Listed entries

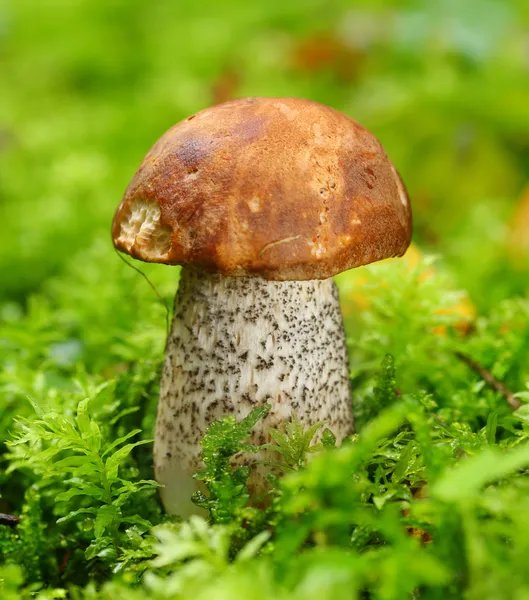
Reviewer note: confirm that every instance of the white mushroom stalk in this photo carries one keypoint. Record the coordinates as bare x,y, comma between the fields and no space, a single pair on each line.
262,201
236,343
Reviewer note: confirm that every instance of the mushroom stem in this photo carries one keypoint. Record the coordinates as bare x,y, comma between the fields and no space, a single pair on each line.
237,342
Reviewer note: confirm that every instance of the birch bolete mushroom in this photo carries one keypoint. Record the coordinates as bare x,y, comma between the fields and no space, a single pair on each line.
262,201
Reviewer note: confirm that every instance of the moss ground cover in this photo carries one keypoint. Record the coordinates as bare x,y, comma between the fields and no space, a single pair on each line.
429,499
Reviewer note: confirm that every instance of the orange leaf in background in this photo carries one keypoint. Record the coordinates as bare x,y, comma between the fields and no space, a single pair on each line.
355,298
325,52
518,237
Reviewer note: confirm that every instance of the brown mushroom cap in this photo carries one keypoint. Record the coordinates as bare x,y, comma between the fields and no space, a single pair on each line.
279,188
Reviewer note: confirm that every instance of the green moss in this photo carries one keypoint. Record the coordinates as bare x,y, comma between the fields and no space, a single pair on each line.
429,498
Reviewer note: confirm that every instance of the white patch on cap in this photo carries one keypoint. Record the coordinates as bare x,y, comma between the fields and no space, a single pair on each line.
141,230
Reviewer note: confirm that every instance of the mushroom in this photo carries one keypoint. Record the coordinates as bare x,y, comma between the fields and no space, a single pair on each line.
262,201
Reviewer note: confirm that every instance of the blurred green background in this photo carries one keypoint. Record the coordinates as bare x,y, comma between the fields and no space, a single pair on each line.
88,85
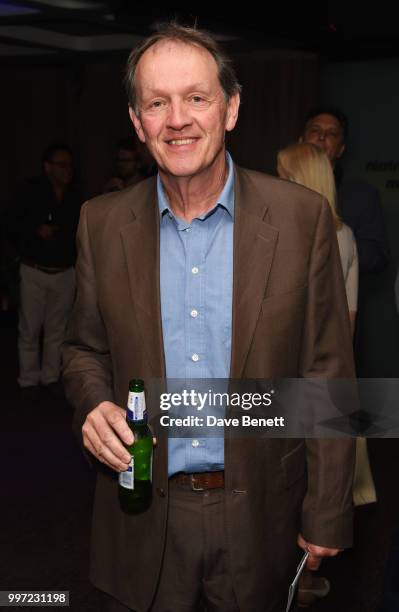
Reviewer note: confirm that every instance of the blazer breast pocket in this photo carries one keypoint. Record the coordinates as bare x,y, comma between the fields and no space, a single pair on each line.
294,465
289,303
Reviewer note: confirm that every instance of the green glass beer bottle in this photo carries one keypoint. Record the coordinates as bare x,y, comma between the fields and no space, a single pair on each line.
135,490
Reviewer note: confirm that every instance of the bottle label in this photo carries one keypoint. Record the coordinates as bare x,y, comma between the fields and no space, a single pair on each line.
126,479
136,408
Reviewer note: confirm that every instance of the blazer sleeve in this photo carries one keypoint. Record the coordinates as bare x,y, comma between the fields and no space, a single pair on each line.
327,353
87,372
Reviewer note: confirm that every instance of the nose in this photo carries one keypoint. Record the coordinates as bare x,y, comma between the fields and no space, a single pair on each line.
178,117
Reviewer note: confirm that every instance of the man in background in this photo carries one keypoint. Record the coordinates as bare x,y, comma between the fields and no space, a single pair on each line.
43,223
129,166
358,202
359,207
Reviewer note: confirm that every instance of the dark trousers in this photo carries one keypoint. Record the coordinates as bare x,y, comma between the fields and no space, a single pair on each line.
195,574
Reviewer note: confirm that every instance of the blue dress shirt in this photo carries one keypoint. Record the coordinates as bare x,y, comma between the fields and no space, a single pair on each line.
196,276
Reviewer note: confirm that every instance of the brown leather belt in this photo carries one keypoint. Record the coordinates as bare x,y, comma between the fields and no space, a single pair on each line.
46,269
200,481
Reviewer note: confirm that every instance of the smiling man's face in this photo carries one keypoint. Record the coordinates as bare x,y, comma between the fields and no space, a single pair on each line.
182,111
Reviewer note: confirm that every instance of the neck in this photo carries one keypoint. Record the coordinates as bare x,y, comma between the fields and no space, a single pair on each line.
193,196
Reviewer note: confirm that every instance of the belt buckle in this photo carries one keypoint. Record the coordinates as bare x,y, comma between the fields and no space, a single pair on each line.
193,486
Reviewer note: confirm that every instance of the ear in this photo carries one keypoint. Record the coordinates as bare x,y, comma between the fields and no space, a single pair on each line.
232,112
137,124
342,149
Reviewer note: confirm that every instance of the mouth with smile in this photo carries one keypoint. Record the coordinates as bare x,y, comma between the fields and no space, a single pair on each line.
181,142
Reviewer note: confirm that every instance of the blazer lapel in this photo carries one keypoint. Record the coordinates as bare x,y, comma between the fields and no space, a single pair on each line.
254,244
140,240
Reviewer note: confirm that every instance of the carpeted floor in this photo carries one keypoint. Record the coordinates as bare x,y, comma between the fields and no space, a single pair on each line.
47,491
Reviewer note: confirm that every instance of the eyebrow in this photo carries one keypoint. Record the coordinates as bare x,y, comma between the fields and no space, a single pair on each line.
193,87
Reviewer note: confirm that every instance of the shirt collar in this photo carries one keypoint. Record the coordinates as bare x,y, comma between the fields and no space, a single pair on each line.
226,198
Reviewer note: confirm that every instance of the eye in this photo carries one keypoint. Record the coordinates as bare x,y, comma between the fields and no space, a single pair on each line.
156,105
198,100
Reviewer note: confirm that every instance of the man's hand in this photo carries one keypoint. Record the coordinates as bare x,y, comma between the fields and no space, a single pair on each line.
==
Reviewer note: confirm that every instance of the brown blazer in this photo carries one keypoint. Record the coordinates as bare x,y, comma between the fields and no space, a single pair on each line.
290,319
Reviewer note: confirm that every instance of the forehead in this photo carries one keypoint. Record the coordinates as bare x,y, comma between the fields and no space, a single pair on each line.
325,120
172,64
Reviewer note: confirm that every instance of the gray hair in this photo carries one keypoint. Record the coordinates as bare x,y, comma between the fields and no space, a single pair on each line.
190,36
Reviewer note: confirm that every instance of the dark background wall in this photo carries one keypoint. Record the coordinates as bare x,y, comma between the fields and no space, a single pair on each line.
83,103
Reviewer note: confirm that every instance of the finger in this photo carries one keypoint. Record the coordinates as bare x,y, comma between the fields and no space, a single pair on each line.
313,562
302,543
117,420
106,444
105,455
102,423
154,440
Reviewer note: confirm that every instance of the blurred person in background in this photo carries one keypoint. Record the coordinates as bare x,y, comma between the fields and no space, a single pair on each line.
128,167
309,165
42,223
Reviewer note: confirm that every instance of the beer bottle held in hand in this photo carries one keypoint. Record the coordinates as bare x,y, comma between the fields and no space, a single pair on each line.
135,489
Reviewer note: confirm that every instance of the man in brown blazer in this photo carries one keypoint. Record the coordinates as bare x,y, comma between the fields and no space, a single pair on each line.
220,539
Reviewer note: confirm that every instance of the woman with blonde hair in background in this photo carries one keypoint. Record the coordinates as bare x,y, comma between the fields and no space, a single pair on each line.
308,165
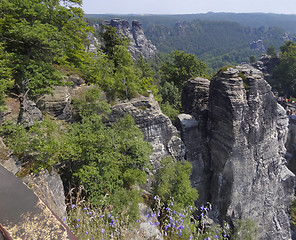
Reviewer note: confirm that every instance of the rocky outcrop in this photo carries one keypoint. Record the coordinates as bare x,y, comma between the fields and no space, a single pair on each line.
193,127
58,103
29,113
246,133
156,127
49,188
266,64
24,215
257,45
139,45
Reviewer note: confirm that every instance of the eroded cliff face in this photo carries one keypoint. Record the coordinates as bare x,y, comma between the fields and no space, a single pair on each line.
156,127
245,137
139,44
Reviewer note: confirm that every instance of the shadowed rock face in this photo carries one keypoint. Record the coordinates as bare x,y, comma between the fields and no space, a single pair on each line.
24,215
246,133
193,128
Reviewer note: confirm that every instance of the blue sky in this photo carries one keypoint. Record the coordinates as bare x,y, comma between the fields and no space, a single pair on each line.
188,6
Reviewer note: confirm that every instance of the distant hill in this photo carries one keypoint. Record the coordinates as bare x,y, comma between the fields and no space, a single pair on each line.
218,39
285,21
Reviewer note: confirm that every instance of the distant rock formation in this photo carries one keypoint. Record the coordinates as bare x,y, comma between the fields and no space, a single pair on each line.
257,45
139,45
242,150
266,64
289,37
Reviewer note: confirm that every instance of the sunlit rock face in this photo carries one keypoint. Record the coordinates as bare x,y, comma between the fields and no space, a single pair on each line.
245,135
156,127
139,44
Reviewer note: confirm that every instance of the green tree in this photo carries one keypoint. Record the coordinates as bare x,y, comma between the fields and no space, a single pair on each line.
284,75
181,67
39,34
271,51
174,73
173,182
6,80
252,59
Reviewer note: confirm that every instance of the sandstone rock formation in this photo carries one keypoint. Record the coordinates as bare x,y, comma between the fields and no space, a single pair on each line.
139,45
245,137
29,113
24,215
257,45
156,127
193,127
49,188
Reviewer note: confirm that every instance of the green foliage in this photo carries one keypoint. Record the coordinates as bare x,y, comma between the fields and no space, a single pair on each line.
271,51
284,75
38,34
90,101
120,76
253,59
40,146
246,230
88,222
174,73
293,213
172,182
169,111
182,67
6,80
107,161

Your task
List each line of the records that contains the word "blue". Case counts.

Task output
Reviewer note: confirm that every instance of the blue dress shirt in this photo carries one keypoint. Record the coordinates as bare x,y, comma between the fields and no space, a single pair on each line.
Reviewer note: confirm that every instance of the blue sky in this photo carries one keypoint. Record the coordinates as bare x,y, comma between the fields and no space, a single pair on each line.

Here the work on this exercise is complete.